The problem :: For each line below that includes the string "blurred", show the whole line.

Supplied records ::
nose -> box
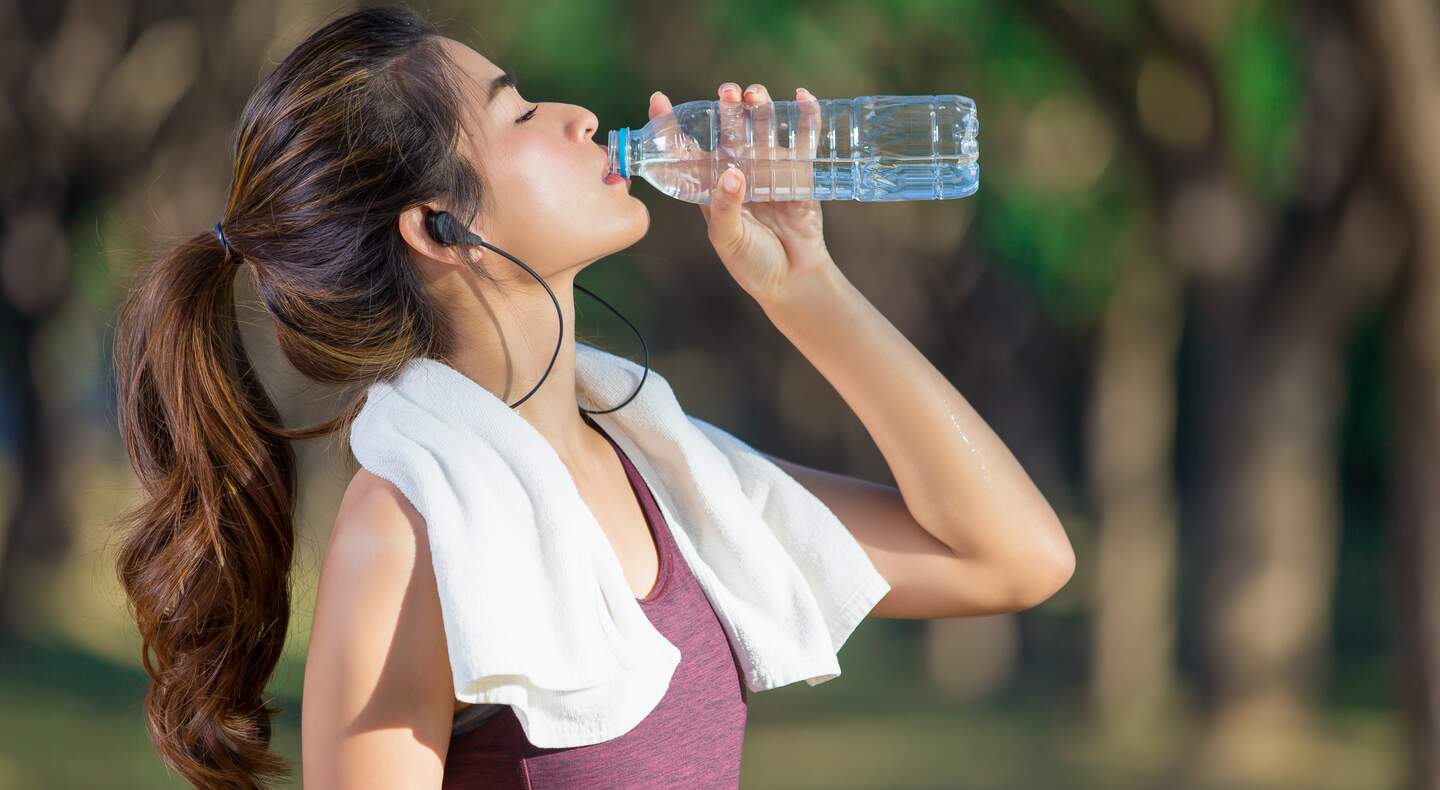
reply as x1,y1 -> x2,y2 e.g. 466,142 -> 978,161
573,105 -> 599,142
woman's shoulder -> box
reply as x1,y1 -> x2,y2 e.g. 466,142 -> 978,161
303,467 -> 457,775
315,462 -> 442,624
321,468 -> 436,618
323,468 -> 430,580
336,468 -> 422,535
306,468 -> 455,720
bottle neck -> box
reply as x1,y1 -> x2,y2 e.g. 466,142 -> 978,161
606,128 -> 631,178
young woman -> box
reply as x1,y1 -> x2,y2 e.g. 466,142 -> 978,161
111,6 -> 1073,789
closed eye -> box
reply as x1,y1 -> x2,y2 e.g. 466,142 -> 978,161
517,105 -> 538,123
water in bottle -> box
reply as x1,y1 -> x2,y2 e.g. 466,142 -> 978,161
605,94 -> 978,204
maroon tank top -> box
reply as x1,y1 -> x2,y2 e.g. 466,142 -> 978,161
441,411 -> 750,789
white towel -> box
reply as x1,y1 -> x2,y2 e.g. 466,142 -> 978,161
348,342 -> 892,748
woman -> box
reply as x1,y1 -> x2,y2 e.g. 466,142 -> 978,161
111,6 -> 1074,789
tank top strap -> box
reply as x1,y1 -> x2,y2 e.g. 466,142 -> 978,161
582,410 -> 676,604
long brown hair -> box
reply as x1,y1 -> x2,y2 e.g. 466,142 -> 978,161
110,6 -> 492,787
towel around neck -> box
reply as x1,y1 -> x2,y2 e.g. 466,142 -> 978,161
347,342 -> 891,747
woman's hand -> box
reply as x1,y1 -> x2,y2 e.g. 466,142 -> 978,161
648,82 -> 835,307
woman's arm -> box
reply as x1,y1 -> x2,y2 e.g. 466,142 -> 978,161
758,262 -> 1076,618
302,469 -> 455,789
665,80 -> 1073,619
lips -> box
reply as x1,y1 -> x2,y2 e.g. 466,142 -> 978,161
599,144 -> 630,185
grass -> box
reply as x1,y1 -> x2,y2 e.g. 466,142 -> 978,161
0,619 -> 1404,790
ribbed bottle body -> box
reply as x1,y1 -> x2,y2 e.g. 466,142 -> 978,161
608,95 -> 978,204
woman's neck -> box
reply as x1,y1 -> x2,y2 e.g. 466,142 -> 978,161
441,277 -> 599,463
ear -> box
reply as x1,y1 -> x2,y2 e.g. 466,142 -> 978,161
398,204 -> 483,271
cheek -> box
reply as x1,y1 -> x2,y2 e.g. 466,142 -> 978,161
486,135 -> 641,264
505,137 -> 592,211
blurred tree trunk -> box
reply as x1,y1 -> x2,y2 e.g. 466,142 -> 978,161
1351,1 -> 1440,787
1026,3 -> 1392,783
1188,171 -> 1398,779
1085,249 -> 1183,738
0,0 -> 102,639
0,268 -> 72,639
1186,4 -> 1397,776
0,0 -> 270,638
1150,3 -> 1395,780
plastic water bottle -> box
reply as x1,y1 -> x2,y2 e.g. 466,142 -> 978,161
605,94 -> 978,204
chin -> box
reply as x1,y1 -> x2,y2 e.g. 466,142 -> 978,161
611,225 -> 648,255
613,201 -> 650,241
580,220 -> 649,266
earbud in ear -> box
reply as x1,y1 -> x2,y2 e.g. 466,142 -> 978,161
424,210 -> 481,247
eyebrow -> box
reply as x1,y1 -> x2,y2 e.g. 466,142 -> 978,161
486,69 -> 517,106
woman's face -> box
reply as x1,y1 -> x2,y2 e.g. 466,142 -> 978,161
443,39 -> 648,279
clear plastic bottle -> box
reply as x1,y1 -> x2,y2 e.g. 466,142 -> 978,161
605,94 -> 978,204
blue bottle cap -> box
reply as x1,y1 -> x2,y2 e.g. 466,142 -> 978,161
618,127 -> 630,178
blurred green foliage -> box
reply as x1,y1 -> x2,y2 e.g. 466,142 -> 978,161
0,0 -> 1403,787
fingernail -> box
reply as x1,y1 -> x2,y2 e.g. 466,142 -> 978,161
650,90 -> 662,101
721,169 -> 741,192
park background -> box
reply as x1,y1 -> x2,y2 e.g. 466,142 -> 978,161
1,0 -> 1435,788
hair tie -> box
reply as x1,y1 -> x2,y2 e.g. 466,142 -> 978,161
213,221 -> 234,258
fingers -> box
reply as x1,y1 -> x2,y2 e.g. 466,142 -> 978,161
648,90 -> 705,166
743,84 -> 775,200
717,81 -> 745,162
744,84 -> 774,149
794,86 -> 820,200
706,166 -> 747,253
648,90 -> 672,120
706,81 -> 814,202
795,87 -> 820,160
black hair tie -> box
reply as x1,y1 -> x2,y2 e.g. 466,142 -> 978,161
213,221 -> 235,258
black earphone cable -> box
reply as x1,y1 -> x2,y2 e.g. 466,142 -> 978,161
423,209 -> 648,414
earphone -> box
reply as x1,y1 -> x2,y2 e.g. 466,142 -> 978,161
422,209 -> 648,413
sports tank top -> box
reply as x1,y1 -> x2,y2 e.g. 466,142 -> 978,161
440,411 -> 750,789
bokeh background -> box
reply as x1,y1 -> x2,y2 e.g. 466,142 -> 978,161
0,0 -> 1433,787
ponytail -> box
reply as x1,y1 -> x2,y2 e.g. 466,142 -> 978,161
108,6 -> 498,785
112,230 -> 343,788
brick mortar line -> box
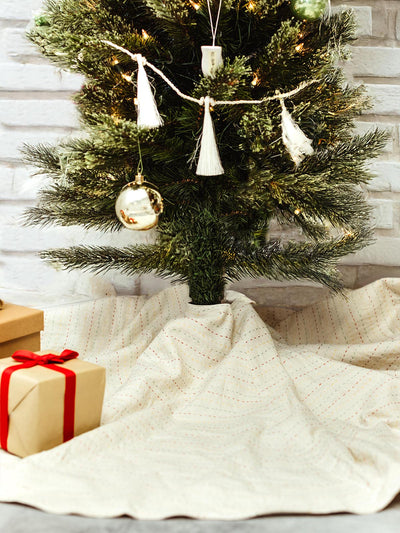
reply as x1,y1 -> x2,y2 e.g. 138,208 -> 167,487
358,115 -> 400,123
0,157 -> 27,164
0,251 -> 40,257
0,197 -> 34,203
0,20 -> 30,29
0,162 -> 28,168
0,18 -> 31,24
355,76 -> 400,84
0,91 -> 78,99
1,125 -> 78,132
333,0 -> 400,6
354,40 -> 400,46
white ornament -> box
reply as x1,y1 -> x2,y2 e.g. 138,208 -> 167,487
201,45 -> 223,78
136,54 -> 164,129
196,96 -> 224,176
280,99 -> 314,166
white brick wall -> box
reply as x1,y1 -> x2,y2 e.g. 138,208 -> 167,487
1,0 -> 400,308
0,0 -> 158,305
339,1 -> 400,268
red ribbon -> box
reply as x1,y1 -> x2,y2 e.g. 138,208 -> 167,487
0,349 -> 79,452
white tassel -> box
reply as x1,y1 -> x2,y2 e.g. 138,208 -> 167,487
280,98 -> 314,166
196,96 -> 224,176
136,54 -> 163,129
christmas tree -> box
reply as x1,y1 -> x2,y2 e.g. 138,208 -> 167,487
24,0 -> 386,305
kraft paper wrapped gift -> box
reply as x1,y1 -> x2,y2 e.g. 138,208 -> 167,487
0,303 -> 44,358
0,350 -> 106,458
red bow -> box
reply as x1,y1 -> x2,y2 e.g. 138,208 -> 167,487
11,349 -> 78,366
0,349 -> 79,452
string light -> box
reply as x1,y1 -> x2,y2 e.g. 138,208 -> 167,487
189,0 -> 200,9
111,57 -> 119,66
295,43 -> 304,52
294,208 -> 302,215
251,73 -> 259,86
83,0 -> 96,9
121,73 -> 132,82
141,29 -> 150,40
247,0 -> 256,10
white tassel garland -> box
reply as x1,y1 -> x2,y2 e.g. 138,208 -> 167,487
136,54 -> 164,129
280,99 -> 313,166
196,96 -> 224,176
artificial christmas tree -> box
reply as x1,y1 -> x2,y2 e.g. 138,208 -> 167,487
24,0 -> 386,304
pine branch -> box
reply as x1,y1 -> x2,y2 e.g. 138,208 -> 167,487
25,205 -> 120,231
229,229 -> 373,289
40,244 -> 189,279
21,143 -> 62,177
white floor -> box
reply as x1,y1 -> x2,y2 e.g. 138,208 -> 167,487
1,496 -> 400,533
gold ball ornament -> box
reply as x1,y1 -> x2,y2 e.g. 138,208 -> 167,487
290,0 -> 328,21
115,174 -> 163,230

Answer area ::
blurred tree trunk -> box
blurred green foliage -> box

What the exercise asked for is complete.